**Entries:**
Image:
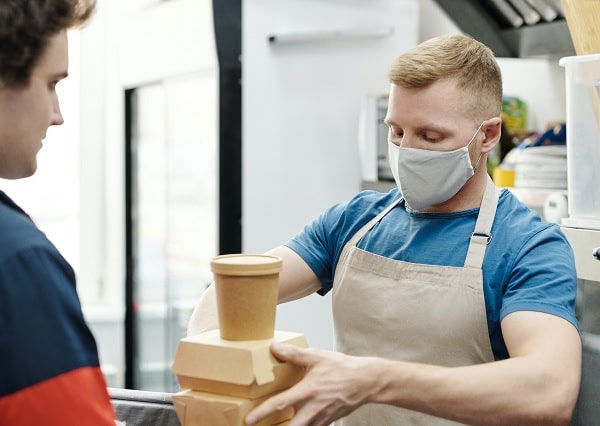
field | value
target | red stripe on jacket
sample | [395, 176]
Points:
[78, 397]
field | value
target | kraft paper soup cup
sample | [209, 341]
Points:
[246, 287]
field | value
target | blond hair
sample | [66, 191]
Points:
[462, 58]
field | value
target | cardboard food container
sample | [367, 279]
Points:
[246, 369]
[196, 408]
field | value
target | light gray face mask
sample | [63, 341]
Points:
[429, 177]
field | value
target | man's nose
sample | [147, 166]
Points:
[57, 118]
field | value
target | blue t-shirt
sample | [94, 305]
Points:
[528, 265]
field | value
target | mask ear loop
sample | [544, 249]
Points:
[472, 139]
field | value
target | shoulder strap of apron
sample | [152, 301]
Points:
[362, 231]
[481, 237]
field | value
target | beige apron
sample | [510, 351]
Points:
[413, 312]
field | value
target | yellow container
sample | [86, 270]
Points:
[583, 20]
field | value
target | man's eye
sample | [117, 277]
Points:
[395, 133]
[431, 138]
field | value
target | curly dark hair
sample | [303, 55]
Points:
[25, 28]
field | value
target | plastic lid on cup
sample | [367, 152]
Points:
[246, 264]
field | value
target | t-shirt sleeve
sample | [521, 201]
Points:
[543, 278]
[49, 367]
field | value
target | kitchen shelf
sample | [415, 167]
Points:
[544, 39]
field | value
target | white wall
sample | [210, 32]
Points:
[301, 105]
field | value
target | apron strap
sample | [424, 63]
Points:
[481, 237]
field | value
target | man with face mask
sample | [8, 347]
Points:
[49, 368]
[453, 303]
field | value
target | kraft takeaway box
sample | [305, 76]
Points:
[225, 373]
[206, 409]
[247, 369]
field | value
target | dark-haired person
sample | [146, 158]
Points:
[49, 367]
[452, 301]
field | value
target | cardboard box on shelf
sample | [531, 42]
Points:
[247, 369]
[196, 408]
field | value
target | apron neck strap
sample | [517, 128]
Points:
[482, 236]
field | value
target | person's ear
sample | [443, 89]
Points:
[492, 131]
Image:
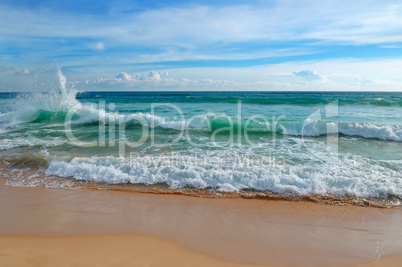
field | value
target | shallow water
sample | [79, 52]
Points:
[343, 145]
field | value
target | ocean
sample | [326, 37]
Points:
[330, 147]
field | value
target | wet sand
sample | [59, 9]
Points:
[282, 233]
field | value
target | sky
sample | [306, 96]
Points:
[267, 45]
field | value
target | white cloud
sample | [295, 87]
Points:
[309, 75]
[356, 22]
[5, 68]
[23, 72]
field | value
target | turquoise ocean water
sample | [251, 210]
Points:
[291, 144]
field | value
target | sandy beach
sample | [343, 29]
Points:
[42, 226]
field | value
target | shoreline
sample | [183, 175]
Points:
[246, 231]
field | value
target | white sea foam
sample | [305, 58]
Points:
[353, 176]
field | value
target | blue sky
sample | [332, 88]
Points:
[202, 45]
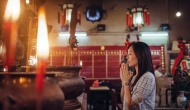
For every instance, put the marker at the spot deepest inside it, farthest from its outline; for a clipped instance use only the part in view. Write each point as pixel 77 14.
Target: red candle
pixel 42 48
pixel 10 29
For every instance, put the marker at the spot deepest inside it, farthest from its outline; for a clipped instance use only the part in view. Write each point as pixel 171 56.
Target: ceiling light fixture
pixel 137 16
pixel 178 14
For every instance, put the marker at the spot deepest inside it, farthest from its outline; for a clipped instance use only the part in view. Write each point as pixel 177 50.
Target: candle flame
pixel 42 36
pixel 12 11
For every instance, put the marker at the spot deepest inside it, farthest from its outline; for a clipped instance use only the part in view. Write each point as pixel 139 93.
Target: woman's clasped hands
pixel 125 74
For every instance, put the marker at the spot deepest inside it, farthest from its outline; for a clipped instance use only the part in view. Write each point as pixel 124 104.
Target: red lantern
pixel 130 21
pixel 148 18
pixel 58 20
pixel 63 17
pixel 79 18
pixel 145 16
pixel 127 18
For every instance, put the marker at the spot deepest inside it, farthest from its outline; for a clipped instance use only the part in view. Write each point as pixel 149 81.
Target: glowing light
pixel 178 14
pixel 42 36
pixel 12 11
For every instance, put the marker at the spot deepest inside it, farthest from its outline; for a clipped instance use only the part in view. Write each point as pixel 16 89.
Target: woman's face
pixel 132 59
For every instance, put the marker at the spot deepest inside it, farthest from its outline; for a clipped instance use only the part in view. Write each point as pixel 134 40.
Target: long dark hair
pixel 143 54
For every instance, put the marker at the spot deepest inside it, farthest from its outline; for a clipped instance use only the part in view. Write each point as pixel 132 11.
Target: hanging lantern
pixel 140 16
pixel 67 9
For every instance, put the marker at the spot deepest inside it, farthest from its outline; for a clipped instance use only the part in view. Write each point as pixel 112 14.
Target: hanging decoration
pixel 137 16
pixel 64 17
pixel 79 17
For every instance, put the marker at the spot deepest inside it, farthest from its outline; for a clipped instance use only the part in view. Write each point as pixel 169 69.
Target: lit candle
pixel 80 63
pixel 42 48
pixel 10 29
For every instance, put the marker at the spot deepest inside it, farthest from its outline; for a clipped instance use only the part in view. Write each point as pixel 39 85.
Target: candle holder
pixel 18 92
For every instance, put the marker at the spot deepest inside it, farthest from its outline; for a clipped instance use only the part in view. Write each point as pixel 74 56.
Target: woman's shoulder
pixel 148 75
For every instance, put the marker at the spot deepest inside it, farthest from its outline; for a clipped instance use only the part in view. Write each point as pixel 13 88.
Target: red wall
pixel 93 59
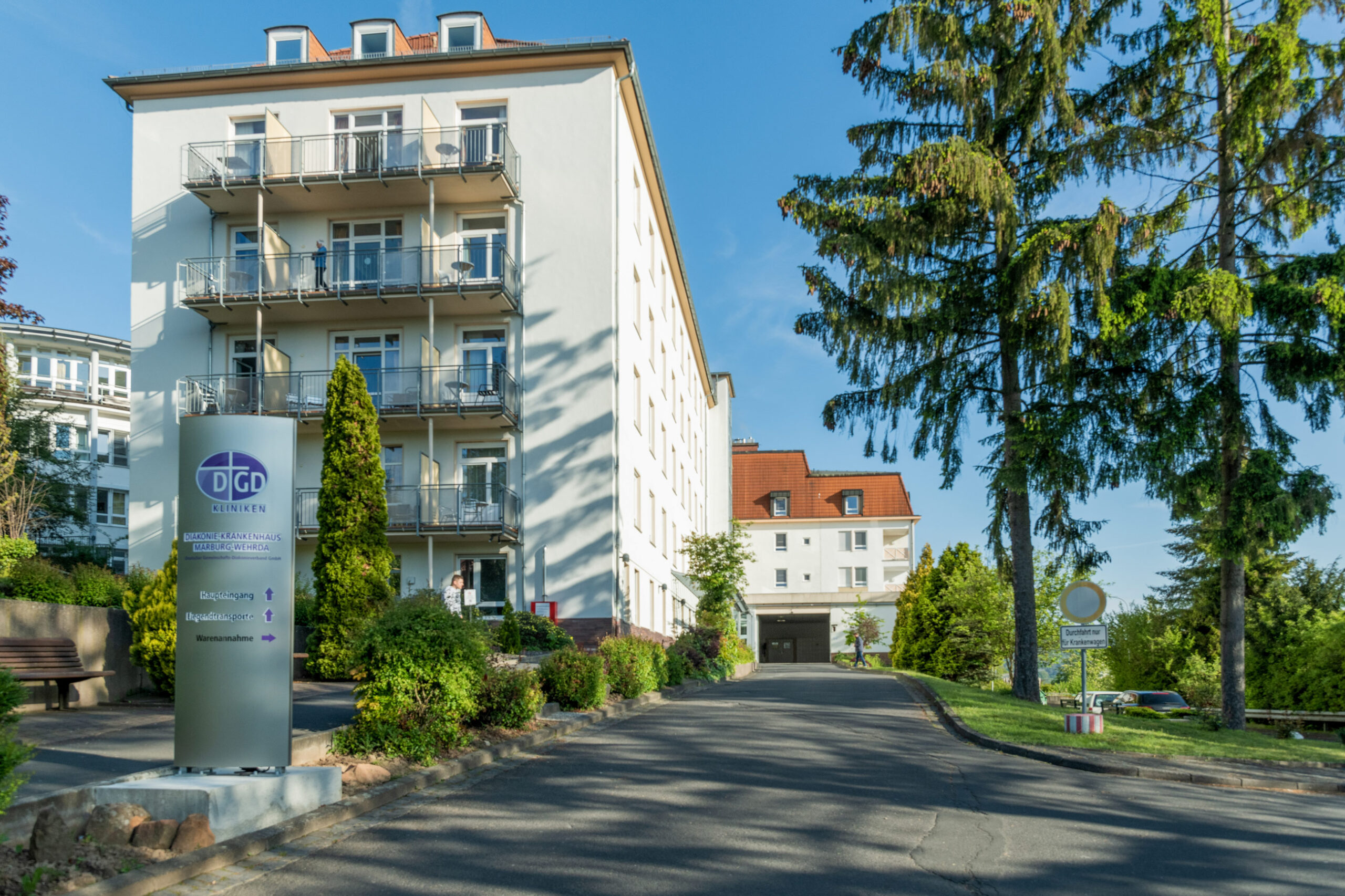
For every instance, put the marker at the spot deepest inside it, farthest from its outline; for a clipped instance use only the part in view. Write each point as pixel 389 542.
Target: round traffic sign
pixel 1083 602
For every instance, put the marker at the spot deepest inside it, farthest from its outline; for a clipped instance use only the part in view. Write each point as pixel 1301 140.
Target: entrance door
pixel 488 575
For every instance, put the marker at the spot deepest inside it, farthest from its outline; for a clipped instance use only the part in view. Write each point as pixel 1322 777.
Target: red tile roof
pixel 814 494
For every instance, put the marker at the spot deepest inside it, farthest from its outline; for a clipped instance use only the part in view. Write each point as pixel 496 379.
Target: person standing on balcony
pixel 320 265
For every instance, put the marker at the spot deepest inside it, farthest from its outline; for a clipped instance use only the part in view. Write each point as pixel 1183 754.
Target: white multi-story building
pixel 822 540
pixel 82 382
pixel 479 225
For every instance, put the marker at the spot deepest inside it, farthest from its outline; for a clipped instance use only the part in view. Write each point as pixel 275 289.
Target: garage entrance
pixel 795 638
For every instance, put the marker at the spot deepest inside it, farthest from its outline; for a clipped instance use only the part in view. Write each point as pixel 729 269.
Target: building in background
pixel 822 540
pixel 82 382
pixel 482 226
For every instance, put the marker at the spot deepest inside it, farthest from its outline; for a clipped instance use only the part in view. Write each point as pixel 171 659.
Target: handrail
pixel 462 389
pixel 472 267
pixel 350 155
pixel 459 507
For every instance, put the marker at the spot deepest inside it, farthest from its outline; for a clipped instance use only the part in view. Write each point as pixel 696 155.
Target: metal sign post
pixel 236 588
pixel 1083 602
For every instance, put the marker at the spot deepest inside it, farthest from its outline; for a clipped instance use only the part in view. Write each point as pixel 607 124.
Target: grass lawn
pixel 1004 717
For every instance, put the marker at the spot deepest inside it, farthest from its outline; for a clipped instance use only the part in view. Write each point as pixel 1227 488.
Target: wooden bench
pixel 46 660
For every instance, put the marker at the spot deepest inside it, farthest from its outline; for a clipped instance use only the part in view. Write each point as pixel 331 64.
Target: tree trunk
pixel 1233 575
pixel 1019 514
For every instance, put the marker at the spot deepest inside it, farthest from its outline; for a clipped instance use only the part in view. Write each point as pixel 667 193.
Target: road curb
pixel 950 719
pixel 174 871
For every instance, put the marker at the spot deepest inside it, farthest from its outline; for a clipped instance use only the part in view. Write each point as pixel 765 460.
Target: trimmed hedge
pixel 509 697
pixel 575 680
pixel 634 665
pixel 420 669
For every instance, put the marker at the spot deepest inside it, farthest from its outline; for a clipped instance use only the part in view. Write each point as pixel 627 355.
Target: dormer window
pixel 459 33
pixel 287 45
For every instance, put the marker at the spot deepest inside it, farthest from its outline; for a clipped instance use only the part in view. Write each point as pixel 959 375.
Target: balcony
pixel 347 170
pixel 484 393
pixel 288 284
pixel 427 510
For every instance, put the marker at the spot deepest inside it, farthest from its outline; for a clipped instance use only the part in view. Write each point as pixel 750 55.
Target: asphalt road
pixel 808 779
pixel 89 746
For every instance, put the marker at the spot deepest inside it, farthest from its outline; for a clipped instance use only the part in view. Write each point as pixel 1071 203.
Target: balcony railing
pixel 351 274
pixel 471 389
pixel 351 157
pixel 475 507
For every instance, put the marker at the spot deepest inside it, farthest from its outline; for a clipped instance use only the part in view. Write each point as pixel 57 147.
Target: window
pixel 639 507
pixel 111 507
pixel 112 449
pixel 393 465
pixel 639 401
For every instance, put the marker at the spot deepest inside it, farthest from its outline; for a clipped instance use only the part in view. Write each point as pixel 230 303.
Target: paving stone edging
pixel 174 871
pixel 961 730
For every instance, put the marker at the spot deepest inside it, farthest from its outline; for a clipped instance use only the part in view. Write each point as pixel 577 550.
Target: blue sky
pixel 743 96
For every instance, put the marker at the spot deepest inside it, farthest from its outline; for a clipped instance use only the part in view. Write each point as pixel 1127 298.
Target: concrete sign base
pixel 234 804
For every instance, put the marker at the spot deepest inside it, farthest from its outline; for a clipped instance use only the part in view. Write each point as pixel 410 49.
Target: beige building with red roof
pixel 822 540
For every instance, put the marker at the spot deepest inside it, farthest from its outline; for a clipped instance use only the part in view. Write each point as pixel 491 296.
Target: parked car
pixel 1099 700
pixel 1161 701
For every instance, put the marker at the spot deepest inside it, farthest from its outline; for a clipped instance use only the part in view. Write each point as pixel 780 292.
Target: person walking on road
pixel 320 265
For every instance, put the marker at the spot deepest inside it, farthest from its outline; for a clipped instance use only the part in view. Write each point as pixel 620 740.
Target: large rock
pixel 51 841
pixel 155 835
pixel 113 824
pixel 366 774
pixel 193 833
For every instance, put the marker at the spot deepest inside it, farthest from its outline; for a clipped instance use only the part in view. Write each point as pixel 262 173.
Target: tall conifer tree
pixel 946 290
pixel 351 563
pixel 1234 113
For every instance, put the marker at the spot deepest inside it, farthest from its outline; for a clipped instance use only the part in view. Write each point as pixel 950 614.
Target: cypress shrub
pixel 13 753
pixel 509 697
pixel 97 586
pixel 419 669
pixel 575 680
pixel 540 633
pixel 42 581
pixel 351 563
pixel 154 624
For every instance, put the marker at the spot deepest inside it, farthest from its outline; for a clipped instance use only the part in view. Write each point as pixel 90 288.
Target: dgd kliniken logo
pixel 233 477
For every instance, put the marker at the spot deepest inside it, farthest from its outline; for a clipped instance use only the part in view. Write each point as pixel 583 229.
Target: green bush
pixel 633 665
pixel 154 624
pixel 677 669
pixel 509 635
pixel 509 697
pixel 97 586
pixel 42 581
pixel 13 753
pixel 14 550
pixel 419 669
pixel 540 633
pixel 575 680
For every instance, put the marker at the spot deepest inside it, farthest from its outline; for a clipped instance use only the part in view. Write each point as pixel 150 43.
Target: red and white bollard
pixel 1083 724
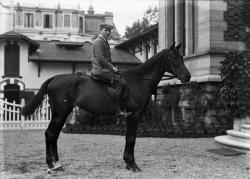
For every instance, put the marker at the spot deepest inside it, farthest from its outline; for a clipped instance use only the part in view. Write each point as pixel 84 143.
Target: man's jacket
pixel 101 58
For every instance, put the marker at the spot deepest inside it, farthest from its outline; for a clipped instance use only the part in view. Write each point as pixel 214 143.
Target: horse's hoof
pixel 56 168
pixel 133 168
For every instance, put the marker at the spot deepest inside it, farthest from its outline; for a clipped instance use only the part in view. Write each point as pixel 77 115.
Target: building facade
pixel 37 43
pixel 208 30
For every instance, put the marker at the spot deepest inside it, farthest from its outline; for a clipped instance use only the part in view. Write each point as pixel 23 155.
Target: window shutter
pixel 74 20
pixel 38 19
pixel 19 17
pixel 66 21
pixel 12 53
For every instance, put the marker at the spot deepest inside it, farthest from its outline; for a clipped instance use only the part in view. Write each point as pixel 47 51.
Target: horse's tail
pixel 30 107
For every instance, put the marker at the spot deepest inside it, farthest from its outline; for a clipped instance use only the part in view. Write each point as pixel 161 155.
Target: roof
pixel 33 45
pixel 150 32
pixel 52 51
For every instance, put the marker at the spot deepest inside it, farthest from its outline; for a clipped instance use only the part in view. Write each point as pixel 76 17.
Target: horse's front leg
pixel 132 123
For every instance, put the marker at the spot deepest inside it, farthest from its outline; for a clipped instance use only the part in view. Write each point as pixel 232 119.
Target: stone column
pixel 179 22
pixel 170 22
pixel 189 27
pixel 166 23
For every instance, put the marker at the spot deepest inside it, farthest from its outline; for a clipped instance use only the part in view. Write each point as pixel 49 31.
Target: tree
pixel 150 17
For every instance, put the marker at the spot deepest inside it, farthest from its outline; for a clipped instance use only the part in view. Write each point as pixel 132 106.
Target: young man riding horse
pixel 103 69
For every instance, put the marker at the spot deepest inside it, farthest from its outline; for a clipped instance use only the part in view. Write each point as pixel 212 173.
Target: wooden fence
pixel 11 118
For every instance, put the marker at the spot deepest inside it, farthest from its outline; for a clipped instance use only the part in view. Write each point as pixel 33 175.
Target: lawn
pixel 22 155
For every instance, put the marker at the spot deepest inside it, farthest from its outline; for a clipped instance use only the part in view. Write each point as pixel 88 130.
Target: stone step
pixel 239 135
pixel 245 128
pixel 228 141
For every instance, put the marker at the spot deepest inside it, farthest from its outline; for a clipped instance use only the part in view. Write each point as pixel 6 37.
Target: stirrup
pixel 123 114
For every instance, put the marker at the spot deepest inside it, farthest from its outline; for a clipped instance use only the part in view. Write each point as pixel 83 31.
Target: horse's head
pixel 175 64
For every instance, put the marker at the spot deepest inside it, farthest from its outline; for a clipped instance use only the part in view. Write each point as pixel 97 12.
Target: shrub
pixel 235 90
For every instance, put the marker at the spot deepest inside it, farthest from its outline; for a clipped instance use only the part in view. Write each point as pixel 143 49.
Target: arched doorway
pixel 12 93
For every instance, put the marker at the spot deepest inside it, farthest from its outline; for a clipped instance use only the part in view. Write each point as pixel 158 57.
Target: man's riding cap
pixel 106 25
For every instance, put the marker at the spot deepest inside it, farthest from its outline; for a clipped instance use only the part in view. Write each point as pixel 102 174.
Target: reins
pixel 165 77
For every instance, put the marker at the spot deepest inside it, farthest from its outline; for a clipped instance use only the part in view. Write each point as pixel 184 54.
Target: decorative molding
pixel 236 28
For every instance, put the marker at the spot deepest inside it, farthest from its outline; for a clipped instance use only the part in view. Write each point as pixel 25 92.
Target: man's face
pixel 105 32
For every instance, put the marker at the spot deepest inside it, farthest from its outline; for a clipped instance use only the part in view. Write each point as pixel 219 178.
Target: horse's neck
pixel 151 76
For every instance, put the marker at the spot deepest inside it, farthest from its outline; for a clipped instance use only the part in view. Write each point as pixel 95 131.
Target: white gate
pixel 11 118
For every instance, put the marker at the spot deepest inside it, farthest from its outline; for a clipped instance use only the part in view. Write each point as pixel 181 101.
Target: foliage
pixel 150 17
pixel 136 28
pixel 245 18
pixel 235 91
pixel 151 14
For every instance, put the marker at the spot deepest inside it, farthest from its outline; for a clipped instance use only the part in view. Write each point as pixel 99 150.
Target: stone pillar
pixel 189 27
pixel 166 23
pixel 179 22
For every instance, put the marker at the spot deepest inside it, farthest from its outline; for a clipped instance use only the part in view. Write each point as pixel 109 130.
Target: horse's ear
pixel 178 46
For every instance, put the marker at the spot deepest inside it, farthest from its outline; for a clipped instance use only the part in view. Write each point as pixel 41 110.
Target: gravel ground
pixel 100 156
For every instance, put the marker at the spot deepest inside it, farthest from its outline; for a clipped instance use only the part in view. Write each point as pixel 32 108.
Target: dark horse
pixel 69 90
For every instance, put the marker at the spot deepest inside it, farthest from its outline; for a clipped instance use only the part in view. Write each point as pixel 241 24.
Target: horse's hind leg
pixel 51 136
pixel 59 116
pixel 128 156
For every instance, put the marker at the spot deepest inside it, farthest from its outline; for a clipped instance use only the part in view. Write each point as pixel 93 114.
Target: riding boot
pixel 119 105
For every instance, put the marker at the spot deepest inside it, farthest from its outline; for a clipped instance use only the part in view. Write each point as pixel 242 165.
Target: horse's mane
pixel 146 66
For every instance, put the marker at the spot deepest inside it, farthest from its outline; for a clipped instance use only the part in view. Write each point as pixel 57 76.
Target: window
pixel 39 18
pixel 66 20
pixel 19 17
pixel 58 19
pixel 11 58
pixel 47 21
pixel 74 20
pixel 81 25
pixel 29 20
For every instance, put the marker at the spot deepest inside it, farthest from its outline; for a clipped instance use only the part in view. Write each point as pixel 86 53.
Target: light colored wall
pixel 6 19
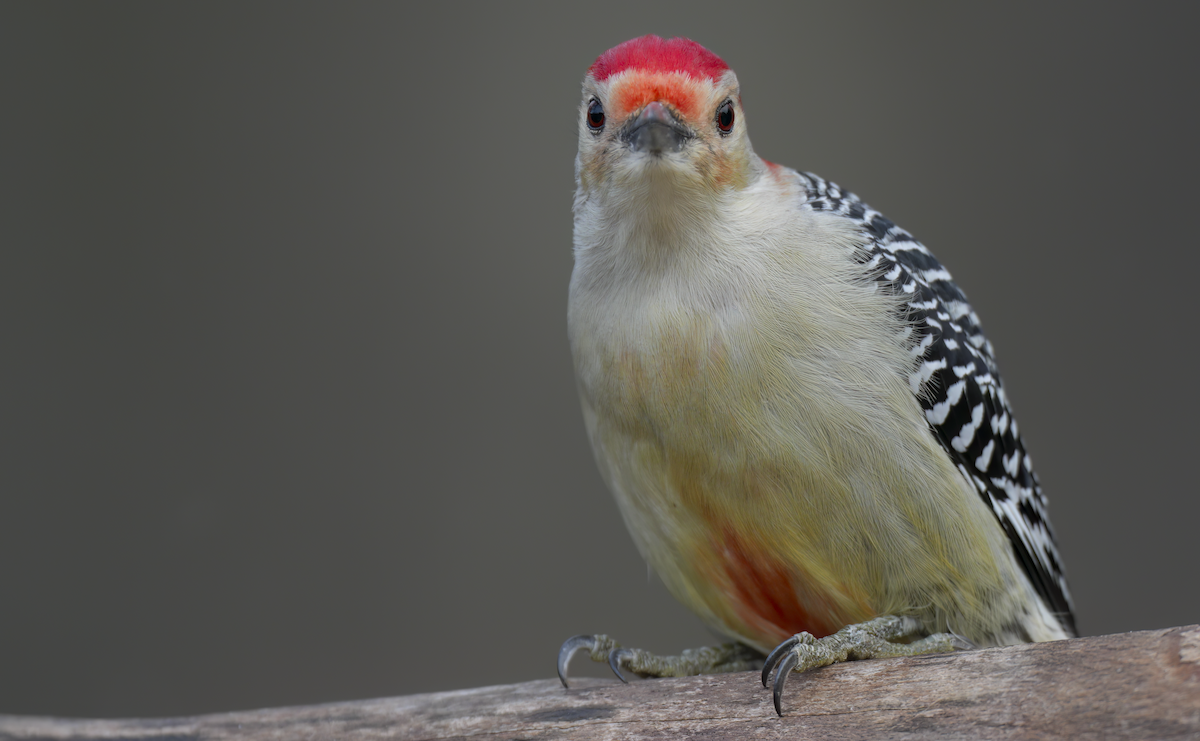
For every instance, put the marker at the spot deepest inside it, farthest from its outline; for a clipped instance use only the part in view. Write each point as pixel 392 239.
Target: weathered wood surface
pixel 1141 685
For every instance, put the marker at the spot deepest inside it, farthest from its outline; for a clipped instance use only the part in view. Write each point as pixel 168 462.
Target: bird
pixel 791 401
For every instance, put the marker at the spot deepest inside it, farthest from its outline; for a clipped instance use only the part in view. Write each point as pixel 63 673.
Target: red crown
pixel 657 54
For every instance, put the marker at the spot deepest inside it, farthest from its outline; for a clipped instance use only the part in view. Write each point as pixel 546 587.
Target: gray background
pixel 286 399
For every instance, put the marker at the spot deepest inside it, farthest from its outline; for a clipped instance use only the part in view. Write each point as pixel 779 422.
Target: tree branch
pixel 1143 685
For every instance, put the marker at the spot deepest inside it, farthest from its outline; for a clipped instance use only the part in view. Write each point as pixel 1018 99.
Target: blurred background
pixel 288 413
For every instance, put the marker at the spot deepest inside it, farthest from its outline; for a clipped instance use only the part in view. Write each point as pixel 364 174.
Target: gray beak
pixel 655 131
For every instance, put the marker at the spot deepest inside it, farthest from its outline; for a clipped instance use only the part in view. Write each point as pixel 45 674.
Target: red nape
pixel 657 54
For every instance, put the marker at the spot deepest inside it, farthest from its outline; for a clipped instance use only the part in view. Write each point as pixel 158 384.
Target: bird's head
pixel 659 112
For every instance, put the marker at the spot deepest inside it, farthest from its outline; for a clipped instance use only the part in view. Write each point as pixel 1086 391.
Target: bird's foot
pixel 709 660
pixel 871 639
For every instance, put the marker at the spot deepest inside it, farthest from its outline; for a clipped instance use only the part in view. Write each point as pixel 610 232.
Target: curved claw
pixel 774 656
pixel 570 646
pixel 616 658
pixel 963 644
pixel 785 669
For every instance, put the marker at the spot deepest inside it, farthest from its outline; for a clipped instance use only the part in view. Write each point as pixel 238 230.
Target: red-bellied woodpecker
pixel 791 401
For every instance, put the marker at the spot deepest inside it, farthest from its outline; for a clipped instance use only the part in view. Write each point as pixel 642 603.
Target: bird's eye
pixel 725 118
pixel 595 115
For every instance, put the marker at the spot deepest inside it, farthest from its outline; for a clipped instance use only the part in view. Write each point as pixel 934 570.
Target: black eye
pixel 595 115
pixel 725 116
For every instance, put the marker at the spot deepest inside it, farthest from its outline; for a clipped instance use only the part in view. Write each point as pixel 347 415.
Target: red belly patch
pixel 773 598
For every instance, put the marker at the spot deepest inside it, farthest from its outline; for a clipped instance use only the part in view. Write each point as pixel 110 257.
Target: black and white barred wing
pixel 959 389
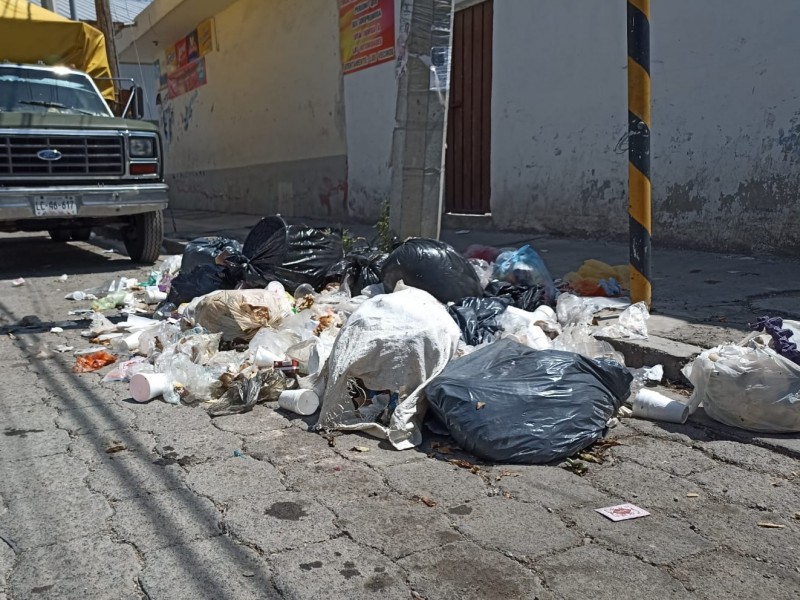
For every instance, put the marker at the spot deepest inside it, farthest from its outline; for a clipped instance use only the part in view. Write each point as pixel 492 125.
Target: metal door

**To do:**
Quote verbatim the lines of the records above, starting at the line that contains "pixel 230 303." and stopping after the line that contains "pixel 193 833". Include both of those lines.

**Answer:**
For every instance, put the marker at the spot deepest inside it, farthest from its outline; for a clipped instance use only the part in view. Write each point as pixel 230 303.
Target: paving stone edging
pixel 174 871
pixel 961 730
For every instance, put the marker at the spot deepest inside it, farthest from its outline; for a clipped instance use only the part in view. Write each point as pixel 577 550.
Target: blue sky
pixel 743 96
For every instance, put the marker at the spot deepest inside it, farthest from its outline; for a clipped instance use only the part in view. Write each point as pixel 1127 298.
Target: concrete sign base
pixel 234 804
For every instance, put the marker at the spot deepest inside it, farthest from its outline; for a clipped instance use only the part in view. Write each point as pixel 410 49.
Target: beige building with red roof
pixel 822 540
For every instance, put the marker at the spot deepest inside it, farthest from its outline; for a clipped instance use only the part in view. Write each point as pixel 491 296.
Target: parked car
pixel 1099 700
pixel 1161 701
For every instance, put the marker at the spot deepest inside it, farthest from its outline; for a clipped instance use only the part in view. Write each point as pixel 780 292.
Target: person walking on road
pixel 320 265
For every instance, put the marker at the spot deepest inside it, farthest from its outline; for a clipped instance use only the part in view. Write each point as pixel 620 740.
Target: large rock
pixel 51 841
pixel 155 835
pixel 113 824
pixel 366 774
pixel 193 833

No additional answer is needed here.